What the task asks: Convert the entries from the beginning through the line containing "top-left (68, 0), bottom-right (119, 203)", inclusive, into a two-column CSV with the columns instruction and boxes, one row per entry. Put each entry's text and its answer in a single quoted field each, with line breaks replaced by spaces.

Exercise input:
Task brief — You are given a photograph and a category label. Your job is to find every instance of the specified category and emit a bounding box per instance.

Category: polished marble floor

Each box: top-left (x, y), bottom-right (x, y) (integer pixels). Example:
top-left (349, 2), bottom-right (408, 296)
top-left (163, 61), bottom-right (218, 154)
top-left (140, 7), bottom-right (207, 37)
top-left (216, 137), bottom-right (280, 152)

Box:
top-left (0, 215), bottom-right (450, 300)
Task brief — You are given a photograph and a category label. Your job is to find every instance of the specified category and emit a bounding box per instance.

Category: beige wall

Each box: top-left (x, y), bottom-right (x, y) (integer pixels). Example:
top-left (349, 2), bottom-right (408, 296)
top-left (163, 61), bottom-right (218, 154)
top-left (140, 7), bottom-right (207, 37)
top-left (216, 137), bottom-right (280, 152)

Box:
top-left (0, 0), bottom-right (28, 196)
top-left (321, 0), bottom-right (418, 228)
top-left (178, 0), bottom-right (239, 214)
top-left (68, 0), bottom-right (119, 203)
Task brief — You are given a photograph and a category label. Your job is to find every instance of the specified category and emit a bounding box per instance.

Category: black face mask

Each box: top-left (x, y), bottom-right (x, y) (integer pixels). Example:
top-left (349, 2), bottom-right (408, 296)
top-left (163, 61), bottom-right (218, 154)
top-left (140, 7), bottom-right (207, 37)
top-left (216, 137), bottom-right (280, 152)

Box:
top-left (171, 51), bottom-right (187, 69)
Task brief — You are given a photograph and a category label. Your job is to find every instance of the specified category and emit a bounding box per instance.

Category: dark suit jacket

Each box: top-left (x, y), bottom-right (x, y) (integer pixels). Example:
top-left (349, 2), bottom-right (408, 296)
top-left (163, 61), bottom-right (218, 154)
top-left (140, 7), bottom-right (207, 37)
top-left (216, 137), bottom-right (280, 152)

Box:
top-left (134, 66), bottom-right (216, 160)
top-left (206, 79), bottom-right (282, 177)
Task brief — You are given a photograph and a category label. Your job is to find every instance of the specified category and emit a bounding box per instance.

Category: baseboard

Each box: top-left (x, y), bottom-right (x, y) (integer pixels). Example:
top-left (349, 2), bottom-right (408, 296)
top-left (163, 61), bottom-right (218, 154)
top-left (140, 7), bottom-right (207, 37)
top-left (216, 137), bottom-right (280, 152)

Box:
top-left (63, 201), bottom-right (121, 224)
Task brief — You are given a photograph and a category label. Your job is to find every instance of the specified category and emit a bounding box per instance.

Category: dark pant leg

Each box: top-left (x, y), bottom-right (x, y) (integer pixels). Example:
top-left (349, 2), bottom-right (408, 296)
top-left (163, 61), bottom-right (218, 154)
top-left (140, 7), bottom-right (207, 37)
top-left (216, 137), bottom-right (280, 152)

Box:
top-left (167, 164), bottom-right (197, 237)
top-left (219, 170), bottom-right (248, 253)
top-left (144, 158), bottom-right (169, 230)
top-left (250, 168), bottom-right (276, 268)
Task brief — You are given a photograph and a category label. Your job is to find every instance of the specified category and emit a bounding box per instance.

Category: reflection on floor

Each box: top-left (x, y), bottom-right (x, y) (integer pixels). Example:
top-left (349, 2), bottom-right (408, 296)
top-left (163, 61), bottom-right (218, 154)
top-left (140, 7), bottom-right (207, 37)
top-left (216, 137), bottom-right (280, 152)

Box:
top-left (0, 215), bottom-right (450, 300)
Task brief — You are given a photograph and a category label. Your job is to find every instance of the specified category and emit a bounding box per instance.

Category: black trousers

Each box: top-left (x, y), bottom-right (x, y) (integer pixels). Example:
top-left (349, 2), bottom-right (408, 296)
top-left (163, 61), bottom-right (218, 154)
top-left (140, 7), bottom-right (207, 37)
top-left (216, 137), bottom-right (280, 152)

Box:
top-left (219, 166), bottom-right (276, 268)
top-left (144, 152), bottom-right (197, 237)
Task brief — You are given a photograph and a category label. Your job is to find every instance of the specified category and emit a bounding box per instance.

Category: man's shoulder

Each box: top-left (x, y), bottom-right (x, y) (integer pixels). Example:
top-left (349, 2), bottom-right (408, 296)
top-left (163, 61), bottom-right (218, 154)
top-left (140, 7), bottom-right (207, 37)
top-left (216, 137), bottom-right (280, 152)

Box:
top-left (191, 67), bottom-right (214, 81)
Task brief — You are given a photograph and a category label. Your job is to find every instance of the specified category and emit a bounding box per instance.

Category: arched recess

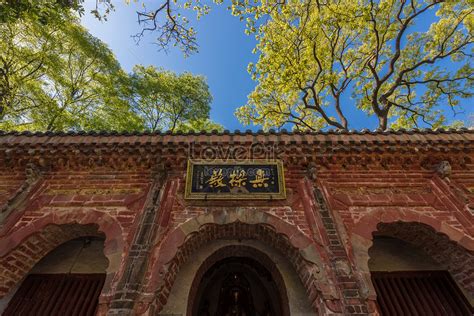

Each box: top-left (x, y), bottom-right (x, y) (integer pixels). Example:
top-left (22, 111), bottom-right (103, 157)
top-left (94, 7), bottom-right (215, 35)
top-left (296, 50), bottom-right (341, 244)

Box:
top-left (0, 210), bottom-right (125, 308)
top-left (351, 215), bottom-right (474, 301)
top-left (187, 245), bottom-right (290, 316)
top-left (142, 209), bottom-right (340, 313)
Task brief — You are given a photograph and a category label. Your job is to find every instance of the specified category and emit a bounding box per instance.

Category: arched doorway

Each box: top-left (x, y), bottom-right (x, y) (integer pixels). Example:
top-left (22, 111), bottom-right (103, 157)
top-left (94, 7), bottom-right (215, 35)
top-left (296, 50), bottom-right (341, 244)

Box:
top-left (192, 257), bottom-right (282, 316)
top-left (0, 234), bottom-right (109, 316)
top-left (187, 245), bottom-right (290, 316)
top-left (368, 222), bottom-right (474, 315)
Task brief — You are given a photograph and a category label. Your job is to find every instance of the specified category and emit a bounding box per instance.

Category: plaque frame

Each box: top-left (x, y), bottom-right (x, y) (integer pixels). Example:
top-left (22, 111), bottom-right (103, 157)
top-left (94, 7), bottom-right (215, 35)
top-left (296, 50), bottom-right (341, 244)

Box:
top-left (184, 159), bottom-right (286, 200)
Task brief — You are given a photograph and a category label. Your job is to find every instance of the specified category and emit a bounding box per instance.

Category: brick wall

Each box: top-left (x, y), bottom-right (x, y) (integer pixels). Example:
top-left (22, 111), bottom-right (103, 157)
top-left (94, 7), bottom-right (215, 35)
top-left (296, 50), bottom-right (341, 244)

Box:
top-left (0, 130), bottom-right (474, 315)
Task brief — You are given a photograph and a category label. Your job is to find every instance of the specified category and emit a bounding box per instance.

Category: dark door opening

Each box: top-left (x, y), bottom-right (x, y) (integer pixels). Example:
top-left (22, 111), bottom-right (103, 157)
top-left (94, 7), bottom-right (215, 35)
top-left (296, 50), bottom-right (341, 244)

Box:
top-left (192, 257), bottom-right (283, 316)
top-left (371, 271), bottom-right (474, 316)
top-left (3, 273), bottom-right (105, 316)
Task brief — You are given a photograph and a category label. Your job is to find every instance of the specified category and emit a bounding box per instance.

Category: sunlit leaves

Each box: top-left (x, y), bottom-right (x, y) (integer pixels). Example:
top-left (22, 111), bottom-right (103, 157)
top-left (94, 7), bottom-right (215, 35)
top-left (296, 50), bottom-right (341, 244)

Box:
top-left (233, 0), bottom-right (474, 129)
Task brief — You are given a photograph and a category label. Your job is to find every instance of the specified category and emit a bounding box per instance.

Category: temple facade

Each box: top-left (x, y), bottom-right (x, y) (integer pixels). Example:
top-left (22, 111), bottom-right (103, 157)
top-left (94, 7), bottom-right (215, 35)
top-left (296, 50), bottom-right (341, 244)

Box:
top-left (0, 129), bottom-right (474, 316)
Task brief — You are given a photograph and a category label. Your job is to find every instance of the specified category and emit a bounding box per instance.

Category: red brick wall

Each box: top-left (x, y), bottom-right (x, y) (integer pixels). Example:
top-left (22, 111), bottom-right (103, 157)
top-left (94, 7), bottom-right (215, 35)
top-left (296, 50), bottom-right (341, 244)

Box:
top-left (0, 136), bottom-right (474, 314)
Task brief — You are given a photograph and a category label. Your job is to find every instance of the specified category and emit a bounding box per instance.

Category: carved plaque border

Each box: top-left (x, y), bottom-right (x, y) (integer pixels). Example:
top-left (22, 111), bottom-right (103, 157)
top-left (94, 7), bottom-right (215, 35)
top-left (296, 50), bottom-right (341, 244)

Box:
top-left (184, 159), bottom-right (286, 200)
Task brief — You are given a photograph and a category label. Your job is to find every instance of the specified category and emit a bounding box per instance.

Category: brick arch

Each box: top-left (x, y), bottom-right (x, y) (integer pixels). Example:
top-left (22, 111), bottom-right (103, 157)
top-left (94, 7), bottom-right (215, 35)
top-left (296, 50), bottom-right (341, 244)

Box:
top-left (351, 210), bottom-right (474, 251)
top-left (0, 211), bottom-right (124, 298)
top-left (351, 215), bottom-right (474, 300)
top-left (373, 221), bottom-right (474, 297)
top-left (186, 245), bottom-right (290, 316)
top-left (142, 209), bottom-right (337, 312)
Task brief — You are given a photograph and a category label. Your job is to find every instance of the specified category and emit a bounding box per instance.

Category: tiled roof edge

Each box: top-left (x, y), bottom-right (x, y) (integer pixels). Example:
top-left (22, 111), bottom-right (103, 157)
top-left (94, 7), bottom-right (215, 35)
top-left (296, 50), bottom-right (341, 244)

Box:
top-left (0, 128), bottom-right (474, 137)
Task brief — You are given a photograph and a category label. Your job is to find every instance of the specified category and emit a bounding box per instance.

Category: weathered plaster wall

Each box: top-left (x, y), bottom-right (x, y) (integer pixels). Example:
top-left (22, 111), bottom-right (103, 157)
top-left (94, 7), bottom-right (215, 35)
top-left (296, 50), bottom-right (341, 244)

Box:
top-left (369, 237), bottom-right (440, 271)
top-left (30, 238), bottom-right (109, 273)
top-left (0, 131), bottom-right (474, 314)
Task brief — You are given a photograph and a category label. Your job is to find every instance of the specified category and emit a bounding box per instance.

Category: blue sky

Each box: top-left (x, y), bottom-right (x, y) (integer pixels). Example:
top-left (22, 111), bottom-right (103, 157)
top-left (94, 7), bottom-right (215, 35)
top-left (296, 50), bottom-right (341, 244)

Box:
top-left (82, 0), bottom-right (256, 130)
top-left (82, 0), bottom-right (473, 130)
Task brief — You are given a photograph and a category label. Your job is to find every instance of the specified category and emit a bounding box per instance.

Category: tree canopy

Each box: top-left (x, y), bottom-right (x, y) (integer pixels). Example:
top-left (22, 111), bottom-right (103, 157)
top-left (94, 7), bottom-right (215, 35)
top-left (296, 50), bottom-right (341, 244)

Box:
top-left (234, 0), bottom-right (474, 130)
top-left (0, 0), bottom-right (474, 130)
top-left (0, 9), bottom-right (222, 131)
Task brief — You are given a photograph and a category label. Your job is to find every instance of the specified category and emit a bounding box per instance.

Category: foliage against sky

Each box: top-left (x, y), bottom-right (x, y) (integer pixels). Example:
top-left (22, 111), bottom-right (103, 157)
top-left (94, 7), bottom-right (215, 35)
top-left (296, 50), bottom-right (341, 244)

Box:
top-left (0, 0), bottom-right (472, 129)
top-left (0, 2), bottom-right (222, 131)
top-left (231, 0), bottom-right (474, 130)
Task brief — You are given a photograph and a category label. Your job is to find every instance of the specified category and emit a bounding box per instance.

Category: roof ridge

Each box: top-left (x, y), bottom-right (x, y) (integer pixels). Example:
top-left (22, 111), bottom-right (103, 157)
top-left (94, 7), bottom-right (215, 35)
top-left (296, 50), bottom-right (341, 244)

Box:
top-left (0, 127), bottom-right (474, 137)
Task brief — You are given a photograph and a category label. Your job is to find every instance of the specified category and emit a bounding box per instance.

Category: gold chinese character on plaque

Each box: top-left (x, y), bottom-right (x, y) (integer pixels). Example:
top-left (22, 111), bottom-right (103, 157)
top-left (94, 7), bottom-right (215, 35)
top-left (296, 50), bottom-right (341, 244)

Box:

Reply to the task:
instruction,boxes
"Task brief — You are given a photograph and a category label. Your job is to find every instance of the specified category and emit a bounding box per instance. Category: polished marble floor Each box: top-left (x, y), bottom-right (x, y) (integer pixels). Example: top-left (349, 2), bottom-right (408, 296) top-left (163, 61), bottom-right (218, 154) top-left (140, 7), bottom-right (207, 37) top-left (216, 137), bottom-right (280, 152) Box:","top-left (0, 215), bottom-right (450, 300)"
"Task brief — You are given a photograph and a category label. Your job is to find every instance of the specified category and emit a bounding box per instance. Category: beige wall Each box: top-left (x, y), bottom-right (x, y) (integer pixels). Example: top-left (349, 2), bottom-right (408, 296) top-left (163, 61), bottom-right (218, 154) top-left (140, 7), bottom-right (207, 37) top-left (216, 137), bottom-right (280, 152) Box:","top-left (0, 0), bottom-right (28, 196) top-left (321, 0), bottom-right (418, 228) top-left (178, 0), bottom-right (239, 214) top-left (68, 0), bottom-right (119, 203)"